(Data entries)
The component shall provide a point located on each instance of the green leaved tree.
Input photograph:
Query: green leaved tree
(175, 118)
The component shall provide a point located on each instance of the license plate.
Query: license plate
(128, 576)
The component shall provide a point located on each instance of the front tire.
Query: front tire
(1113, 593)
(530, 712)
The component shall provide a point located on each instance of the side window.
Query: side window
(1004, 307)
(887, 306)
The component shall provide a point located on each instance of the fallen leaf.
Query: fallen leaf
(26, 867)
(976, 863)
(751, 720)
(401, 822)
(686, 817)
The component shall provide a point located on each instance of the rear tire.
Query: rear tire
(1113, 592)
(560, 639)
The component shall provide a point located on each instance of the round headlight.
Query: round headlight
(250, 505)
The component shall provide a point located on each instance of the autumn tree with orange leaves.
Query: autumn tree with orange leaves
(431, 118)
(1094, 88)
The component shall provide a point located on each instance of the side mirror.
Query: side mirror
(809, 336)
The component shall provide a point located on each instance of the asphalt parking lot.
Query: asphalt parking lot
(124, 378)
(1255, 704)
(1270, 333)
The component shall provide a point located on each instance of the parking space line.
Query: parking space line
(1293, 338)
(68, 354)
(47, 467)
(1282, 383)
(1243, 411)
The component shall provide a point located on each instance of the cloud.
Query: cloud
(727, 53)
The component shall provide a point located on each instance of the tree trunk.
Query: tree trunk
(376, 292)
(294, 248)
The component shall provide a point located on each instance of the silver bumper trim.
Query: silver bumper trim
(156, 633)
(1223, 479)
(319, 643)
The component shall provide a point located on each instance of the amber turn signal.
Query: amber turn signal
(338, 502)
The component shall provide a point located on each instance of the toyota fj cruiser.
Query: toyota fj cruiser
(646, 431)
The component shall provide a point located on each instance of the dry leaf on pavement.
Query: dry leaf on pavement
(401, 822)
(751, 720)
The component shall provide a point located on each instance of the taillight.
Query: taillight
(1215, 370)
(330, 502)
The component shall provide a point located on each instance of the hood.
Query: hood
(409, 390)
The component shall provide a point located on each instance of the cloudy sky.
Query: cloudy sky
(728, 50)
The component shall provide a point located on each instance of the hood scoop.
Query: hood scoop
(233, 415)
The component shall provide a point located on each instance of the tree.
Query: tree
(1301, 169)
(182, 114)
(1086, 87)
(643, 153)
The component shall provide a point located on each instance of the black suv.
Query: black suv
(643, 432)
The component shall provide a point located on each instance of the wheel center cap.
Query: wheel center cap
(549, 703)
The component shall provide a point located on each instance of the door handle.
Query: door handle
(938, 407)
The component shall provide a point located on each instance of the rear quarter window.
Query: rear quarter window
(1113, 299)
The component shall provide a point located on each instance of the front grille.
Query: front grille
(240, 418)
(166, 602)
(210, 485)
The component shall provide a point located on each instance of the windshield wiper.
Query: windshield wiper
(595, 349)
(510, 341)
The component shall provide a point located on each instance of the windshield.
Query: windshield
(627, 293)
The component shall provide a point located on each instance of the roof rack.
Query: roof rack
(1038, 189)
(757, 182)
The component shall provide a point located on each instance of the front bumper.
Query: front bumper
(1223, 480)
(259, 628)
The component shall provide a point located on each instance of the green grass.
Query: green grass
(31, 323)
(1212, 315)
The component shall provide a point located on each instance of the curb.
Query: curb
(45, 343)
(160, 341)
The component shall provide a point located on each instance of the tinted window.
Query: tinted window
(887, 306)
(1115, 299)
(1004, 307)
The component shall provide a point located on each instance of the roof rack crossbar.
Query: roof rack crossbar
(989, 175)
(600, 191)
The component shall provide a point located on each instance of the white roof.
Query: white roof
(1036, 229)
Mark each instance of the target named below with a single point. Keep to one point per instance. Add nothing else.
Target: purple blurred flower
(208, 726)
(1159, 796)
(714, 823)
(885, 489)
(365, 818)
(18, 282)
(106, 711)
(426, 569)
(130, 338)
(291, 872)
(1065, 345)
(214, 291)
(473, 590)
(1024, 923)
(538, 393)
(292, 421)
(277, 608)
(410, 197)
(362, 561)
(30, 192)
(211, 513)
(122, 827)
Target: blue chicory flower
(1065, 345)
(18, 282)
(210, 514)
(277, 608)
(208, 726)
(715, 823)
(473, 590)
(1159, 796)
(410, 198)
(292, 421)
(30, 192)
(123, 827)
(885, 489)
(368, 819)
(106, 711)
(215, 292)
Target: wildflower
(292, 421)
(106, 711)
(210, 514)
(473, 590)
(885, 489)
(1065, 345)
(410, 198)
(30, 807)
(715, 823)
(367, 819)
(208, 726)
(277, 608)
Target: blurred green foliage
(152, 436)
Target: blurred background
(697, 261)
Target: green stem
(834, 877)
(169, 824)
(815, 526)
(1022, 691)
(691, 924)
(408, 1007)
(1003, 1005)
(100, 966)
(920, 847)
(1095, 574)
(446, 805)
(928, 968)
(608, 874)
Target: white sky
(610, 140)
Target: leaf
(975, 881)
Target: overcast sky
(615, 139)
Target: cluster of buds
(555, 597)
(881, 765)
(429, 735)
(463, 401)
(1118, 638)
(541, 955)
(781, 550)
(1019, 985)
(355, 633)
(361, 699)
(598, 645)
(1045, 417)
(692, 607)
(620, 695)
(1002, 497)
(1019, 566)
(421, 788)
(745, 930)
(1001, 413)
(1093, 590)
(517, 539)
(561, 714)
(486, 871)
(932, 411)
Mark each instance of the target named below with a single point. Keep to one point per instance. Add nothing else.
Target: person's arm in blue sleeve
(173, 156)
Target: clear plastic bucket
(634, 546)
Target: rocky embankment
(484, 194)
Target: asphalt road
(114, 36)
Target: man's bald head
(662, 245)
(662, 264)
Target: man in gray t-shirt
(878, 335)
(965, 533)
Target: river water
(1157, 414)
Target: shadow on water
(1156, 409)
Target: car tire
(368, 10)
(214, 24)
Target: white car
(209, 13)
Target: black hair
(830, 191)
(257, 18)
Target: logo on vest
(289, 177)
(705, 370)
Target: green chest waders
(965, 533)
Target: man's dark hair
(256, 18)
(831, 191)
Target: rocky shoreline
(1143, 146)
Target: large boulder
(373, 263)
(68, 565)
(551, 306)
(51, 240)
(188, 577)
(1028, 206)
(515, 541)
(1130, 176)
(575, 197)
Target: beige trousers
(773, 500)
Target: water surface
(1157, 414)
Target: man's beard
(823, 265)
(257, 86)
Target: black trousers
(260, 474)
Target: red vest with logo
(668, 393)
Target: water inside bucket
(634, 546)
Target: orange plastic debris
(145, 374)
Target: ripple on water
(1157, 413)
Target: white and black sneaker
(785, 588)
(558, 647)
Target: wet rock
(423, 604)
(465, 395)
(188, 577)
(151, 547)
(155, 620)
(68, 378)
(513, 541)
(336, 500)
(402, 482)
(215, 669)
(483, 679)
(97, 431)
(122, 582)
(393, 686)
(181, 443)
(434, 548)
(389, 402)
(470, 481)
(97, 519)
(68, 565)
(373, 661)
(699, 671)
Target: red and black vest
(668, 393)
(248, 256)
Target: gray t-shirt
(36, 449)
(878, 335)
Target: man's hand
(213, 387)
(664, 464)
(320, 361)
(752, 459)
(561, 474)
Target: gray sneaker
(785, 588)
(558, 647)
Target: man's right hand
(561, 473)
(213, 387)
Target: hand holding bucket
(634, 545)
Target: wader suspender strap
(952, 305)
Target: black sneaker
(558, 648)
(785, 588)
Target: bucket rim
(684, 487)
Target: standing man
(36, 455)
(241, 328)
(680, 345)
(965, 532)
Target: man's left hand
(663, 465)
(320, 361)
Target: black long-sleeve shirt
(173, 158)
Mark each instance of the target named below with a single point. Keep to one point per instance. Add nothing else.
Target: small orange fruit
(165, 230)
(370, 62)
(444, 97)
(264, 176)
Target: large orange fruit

* What you need to do *
Set down, word for word, each line from the top of the records above through the line with "the front tire.".

* Written answer *
The component shall provide a point located on each instance of the green leaved tree.
Input photograph:
Query: green leaved tree
(175, 118)
The component shall provide a point located on each instance of the license plate.
Query: license plate
(128, 576)
The component shall provide a point located on each instance of the front tire.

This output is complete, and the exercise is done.